Dataset records:
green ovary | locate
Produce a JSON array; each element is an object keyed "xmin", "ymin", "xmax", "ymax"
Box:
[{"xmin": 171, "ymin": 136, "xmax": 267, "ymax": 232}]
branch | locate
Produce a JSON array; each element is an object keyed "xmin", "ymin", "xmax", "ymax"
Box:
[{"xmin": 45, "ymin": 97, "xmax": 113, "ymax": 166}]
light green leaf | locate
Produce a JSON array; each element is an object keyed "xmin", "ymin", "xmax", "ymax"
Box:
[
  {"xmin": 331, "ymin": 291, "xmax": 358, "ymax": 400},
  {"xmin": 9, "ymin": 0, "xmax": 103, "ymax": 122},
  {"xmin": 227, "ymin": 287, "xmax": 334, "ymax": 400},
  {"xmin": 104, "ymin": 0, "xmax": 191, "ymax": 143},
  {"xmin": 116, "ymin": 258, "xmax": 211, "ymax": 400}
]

What this task involves: The records above should be set down again word for word.

Result of the task:
green ovary | locate
Produce a JSON array; each element is an object keyed "xmin", "ymin", "xmax", "ymax"
Box:
[{"xmin": 171, "ymin": 136, "xmax": 267, "ymax": 232}]
branch | locate
Produce a JSON array; each element is an object keyed "xmin", "ymin", "xmax", "ymax"
Box:
[{"xmin": 45, "ymin": 97, "xmax": 113, "ymax": 166}]
light green leaf | locate
Produce a JSON array; each element is an object keyed "xmin", "ymin", "xmax", "ymax"
Box:
[
  {"xmin": 331, "ymin": 291, "xmax": 358, "ymax": 400},
  {"xmin": 9, "ymin": 0, "xmax": 103, "ymax": 122},
  {"xmin": 227, "ymin": 287, "xmax": 334, "ymax": 400},
  {"xmin": 104, "ymin": 0, "xmax": 191, "ymax": 143},
  {"xmin": 116, "ymin": 258, "xmax": 211, "ymax": 400}
]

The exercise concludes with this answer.